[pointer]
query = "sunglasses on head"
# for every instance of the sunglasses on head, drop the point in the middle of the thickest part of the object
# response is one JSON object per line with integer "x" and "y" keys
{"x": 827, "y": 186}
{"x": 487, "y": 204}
● ● ● ●
EXERCISE GOAL
Set down the entire listing above again, word for word.

EXPECTED ANSWER
[pointer]
query = "sunglasses on head"
# for every instance of the sunglasses on head, drop the point in the middle of the thickest part of the object
# response is one JSON object per line with integer "x" and "y" keys
{"x": 827, "y": 186}
{"x": 487, "y": 204}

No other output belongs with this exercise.